--- SOURCE EXCERPT ---

Posted on 08/19/2011 2:21:26 PM PDT by mojito
What ended World War II?
For nearly seven decades, the American public has accepted one version of the events that led to Japans surrender. By the middle of 1945, the war in Europe was over, and it was clear that the Japanese could hold no reasonable hope of victory. After years of grueling battle, fighting island to island across the Pacific, Japans Navy and Air Force were all but destroyed. The production of materiel was faltering, completely overmatched by American industry, and the Japanese people were starving. A full-scale invasion of Japan itself would mean hundreds of thousands of dead GIs, and, still, the Japanese leadership refused to surrender.
But in early August 66 years ago, America unveiled a terrifying new weapon, dropping atomic bombs on Hiroshima and Nagasaki. In a matter of days, the Japanese submitted, bringing the fighting, finally, to a close.
On Aug. 6, the United States marks the anniversary of the Hiroshima bombings mixed legacy. The leader of our democracy purposefully executed civilians on a mass scale. Yet the bombing also ended the deadliest conflict in human history.
In recent years, however, a new interpretation of events has emerged. Tsuyoshi Hasegawa - a highly respected historian at the University of California, Santa Barbara - has marshaled compelling evidence that it was the Soviet entry into the Pacific conflict, not Hiroshima and Nagasaki, that forced Japans surrender. His interpretation could force a new accounting of the moral meaning of the atomic attack. It also raises provocative questions about nuclear deterrence, a foundation stone of military strategy in the postwar period. And it suggests that we could be headed towards an utterly different understanding of how, and why, the Second World War came to its conclusion.
(Excerpt) Read more at boston.com ...
yes.
opportunism.
You could try your whole life, and not distill so much stupidity into so few words.
the war was long over before the A-bombs were dropped...if anything it was the napalming of most of the island months before the a-bombs were dropped that made the Japs finally awaken to the fact it was over as their war making capacity went down the crapper...people always talk about the A-bombs yet dismiss what napalming places like tokyo and other major cities really did to make the japs realize they could not end the war on their terms...
the a-bombs were just the whip cream on the horse sh!t- as the assertion the Russians entering the war forced the Japs hands is just ridiculous 1) the Russians got their revenge by taking japs in manchuria prisoner...2) the japs offered complete surrender right after the second bomb was dropped- not right after the russians entered the mix...
its sort of like these liberal dweebs who somehow want to give jimmah carter credit for negotiating a deal to free the hostages in iran who were sent home, oh yeh- one day after Reagan took office...
It is really a no-brainer.
The war was carried against Germany, only a holding action to protect Australia and New Zealand was waged against Japan.
That was certainly no secret.
Once Germany collapsed Japan was toast and knew it.
That the Russians were about to enter the war against her was a simple recognition of Germany’s final defeat.
Japan accepted surrender because it was finally offered to it on less than unconditional terms.
Because the US and england did not desire russia in the war.
The Mikado was allowed to remain, done deal, Japan surrendered.
What did the Japs strip the north of?
what even more people don’t know and in some cases are willfully ignorant towards is the fact many American POW’s were butchered by camp guards after the enraged jap guards found out the japs had surrendered...

---

• [WHAT IS EXPECTED]: Repeat the passage from the post on what ended World War II, between "Once Germany collapsed" and "than unconditional terms.", inclusive.

--- RAW RECORDS ---

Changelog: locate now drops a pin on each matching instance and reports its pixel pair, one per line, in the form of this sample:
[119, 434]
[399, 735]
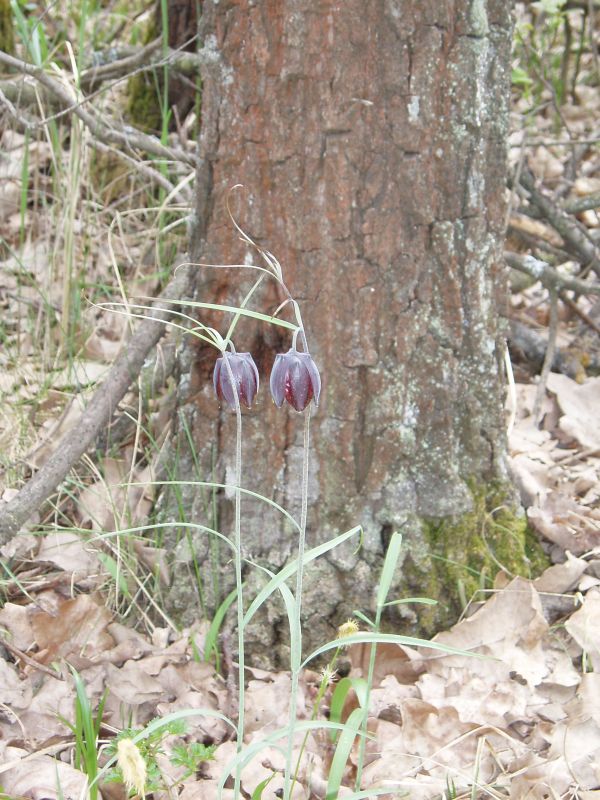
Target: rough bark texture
[370, 138]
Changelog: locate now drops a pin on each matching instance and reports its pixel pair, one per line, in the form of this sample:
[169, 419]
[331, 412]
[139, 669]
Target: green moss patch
[467, 552]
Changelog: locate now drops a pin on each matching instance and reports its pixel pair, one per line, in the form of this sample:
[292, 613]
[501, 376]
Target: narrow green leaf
[250, 751]
[215, 626]
[257, 793]
[340, 694]
[342, 751]
[363, 618]
[291, 568]
[388, 569]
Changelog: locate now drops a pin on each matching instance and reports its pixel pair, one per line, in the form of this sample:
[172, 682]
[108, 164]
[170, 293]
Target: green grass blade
[342, 751]
[215, 626]
[213, 485]
[249, 752]
[163, 722]
[257, 793]
[389, 567]
[340, 694]
[291, 568]
[389, 638]
[363, 618]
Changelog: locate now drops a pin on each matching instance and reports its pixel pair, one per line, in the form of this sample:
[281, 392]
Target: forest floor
[522, 723]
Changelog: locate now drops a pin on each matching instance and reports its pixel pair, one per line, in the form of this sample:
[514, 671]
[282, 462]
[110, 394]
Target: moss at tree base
[467, 552]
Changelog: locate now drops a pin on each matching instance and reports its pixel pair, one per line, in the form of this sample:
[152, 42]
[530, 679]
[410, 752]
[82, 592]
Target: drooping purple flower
[295, 378]
[245, 378]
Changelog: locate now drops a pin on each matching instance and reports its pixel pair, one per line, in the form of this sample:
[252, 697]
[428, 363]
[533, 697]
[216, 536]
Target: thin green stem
[370, 673]
[296, 634]
[328, 673]
[238, 572]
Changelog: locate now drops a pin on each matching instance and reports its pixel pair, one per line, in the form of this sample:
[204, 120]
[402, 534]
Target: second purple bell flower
[245, 379]
[295, 378]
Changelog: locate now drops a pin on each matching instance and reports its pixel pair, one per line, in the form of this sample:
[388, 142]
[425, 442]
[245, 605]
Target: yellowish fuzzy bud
[327, 675]
[132, 766]
[348, 628]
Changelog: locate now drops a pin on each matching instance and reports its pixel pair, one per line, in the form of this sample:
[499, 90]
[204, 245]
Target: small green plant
[86, 730]
[135, 756]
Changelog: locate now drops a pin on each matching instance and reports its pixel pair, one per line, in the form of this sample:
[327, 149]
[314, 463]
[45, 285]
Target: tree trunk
[370, 138]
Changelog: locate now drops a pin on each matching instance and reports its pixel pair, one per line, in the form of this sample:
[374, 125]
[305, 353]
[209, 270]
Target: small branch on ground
[96, 416]
[579, 204]
[128, 137]
[547, 275]
[549, 357]
[573, 233]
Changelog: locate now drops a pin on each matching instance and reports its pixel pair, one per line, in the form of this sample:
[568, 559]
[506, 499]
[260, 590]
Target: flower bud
[245, 378]
[295, 378]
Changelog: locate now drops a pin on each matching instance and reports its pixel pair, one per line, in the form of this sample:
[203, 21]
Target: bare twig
[129, 137]
[93, 77]
[549, 357]
[580, 204]
[30, 661]
[145, 169]
[580, 313]
[546, 275]
[95, 417]
[573, 233]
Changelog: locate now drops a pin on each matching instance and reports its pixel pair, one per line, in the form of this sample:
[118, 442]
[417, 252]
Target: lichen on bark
[374, 162]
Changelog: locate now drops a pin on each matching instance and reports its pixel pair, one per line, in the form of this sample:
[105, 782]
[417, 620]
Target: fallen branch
[572, 232]
[542, 271]
[96, 416]
[128, 137]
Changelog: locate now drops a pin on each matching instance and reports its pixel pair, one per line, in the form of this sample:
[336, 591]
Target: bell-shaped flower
[295, 378]
[245, 378]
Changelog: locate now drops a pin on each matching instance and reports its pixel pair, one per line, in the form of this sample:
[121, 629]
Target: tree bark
[370, 138]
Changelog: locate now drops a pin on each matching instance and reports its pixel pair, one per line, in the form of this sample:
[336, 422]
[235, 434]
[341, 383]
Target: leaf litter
[522, 723]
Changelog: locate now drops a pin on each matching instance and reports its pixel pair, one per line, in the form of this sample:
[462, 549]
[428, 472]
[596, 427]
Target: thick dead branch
[126, 136]
[141, 61]
[573, 233]
[586, 203]
[96, 416]
[547, 275]
[533, 347]
[94, 76]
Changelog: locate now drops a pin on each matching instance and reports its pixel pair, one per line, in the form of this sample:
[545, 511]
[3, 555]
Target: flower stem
[370, 673]
[238, 573]
[296, 633]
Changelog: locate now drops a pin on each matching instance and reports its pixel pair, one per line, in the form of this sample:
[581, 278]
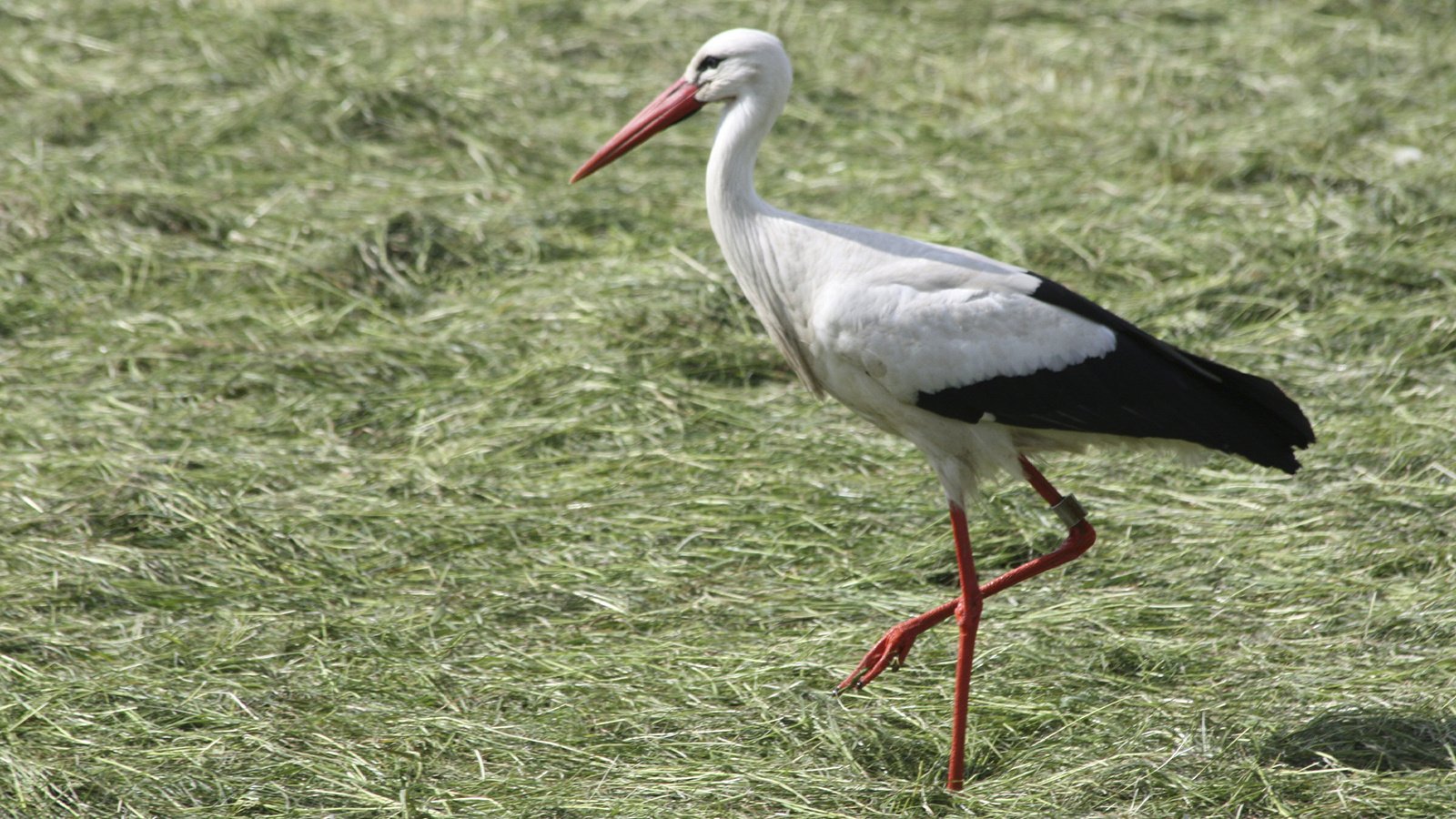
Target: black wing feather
[1142, 388]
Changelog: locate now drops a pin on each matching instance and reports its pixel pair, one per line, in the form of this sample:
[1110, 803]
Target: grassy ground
[354, 465]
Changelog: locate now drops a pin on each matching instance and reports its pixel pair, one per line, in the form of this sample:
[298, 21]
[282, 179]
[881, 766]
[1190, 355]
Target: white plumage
[975, 360]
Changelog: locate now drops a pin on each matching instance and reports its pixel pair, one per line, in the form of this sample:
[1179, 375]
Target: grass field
[354, 465]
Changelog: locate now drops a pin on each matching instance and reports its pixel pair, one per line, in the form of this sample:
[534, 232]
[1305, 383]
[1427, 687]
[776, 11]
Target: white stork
[976, 361]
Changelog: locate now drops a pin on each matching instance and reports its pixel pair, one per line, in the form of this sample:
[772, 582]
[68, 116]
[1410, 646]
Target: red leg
[895, 646]
[970, 620]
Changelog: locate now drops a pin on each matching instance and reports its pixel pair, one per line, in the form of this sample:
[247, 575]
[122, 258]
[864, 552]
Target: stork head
[734, 65]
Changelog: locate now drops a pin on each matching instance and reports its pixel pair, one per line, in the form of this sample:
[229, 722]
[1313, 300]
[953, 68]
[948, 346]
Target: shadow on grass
[1370, 741]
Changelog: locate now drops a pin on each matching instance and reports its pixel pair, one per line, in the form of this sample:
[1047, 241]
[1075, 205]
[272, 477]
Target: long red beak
[670, 108]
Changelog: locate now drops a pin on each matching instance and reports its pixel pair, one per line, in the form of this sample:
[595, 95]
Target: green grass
[354, 465]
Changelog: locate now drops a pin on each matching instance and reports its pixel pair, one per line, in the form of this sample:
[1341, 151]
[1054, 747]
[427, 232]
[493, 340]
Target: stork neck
[744, 124]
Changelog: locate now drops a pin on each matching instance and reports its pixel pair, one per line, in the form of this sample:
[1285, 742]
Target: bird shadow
[1376, 741]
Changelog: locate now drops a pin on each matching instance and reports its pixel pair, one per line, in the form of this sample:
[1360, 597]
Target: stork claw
[893, 649]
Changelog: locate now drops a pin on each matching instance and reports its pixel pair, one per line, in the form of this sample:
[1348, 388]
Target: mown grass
[354, 465]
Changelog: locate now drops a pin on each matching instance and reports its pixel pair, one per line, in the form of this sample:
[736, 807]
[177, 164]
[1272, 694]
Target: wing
[1026, 351]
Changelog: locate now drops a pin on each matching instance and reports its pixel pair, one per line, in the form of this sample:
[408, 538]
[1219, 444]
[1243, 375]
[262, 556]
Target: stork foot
[895, 646]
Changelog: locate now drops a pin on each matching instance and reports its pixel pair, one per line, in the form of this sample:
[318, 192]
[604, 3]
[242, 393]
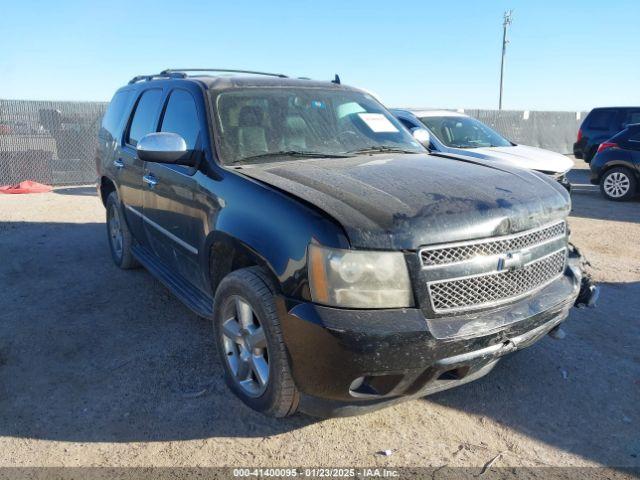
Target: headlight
[356, 279]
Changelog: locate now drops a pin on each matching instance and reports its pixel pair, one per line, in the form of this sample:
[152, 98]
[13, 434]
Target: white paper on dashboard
[378, 123]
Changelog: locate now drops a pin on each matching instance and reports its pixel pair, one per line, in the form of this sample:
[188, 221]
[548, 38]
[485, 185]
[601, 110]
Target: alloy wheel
[616, 184]
[245, 347]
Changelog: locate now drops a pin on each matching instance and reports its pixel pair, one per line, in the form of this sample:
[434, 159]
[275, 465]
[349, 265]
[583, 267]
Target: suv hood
[524, 157]
[402, 202]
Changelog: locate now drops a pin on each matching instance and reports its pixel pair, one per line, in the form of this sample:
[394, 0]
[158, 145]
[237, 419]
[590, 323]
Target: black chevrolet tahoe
[344, 267]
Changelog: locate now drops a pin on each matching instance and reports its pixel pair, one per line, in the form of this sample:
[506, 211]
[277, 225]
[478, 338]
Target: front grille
[435, 256]
[494, 288]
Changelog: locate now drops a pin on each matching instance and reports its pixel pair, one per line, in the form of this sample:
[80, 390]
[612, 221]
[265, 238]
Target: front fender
[263, 226]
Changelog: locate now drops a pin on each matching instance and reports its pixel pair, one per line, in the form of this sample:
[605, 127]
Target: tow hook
[589, 291]
[557, 333]
[589, 294]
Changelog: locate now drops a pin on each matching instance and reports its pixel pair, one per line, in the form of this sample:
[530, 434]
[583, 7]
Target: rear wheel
[251, 345]
[618, 184]
[120, 238]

---

• [WRITTEN RESPONSE]:
Once Germany collapsed Japan was toast and knew it.
That the Russians were about to enter the war against her was a simple recognition of Germany’s final defeat.
Japan accepted surrender because it was finally offered to it on less than unconditional terms.